## start PROVIDED RECORDS
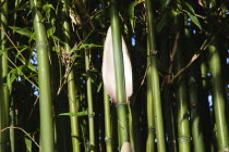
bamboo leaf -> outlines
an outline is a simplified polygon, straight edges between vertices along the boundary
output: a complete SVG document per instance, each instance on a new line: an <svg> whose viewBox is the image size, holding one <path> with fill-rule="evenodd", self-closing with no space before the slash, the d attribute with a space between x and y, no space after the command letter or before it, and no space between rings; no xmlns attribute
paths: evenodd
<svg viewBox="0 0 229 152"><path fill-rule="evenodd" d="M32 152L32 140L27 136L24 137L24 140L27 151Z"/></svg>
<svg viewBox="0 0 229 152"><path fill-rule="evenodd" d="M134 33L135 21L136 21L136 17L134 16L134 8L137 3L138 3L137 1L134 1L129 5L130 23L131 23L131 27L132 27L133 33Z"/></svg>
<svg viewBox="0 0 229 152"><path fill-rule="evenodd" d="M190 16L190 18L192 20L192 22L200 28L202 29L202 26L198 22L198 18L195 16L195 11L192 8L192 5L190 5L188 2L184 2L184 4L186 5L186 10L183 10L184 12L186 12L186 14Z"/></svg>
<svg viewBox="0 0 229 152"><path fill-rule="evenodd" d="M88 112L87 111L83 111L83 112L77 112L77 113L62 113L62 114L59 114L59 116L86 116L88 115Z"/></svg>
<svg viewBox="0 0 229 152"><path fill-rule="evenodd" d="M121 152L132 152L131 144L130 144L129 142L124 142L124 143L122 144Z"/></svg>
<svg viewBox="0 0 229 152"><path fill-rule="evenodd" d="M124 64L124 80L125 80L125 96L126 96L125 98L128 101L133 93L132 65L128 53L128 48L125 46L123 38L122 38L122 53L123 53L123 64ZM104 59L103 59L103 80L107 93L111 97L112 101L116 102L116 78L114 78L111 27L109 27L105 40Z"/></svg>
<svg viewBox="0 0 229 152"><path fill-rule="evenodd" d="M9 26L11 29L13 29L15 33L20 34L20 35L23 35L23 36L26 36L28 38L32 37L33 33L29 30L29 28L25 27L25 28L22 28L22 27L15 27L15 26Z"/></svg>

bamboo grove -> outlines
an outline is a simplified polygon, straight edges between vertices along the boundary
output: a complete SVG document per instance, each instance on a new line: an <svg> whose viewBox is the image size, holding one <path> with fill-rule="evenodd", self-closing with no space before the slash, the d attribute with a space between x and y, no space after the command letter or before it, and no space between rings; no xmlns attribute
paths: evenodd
## end PROVIDED RECORDS
- [EXERCISE REQUIREMENTS]: Could you edit the lines starting at the start of the lines above and ending at the line containing "152L132 152L131 144L130" by changing "bamboo leaf" to "bamboo shoot" and leaving everything else the same? Leave the pictures out of your answer.

- [COMPLETE RESPONSE]:
bamboo shoot -> outlines
an outline is a simplified polygon, straight edges between vertices along the boundary
output: a complete SVG document per instance, each instance on a new line: an <svg> whose viewBox is the image size, holding one <path> with fill-rule="evenodd", self-closing with no space before the slash, the d attribute with a space between x and y, no space after the command letter or before it, and no space between rings; no xmlns attribute
paths: evenodd
<svg viewBox="0 0 229 152"><path fill-rule="evenodd" d="M32 152L32 140L27 136L24 137L24 140L27 151Z"/></svg>
<svg viewBox="0 0 229 152"><path fill-rule="evenodd" d="M134 33L135 21L136 21L136 17L134 16L134 8L137 3L138 3L137 1L134 1L129 5L130 23L131 23L131 27L132 27L133 33Z"/></svg>
<svg viewBox="0 0 229 152"><path fill-rule="evenodd" d="M190 16L190 18L192 20L192 22L200 28L202 29L202 26L198 22L198 18L195 16L195 11L192 8L192 5L190 5L188 2L184 2L184 4L186 5L186 10L183 10L184 12L186 12L186 14Z"/></svg>
<svg viewBox="0 0 229 152"><path fill-rule="evenodd" d="M88 112L87 111L83 111L83 112L77 112L77 113L62 113L62 114L59 114L59 116L86 116L88 115Z"/></svg>
<svg viewBox="0 0 229 152"><path fill-rule="evenodd" d="M121 152L132 152L131 144L130 144L129 142L124 142L124 143L122 144Z"/></svg>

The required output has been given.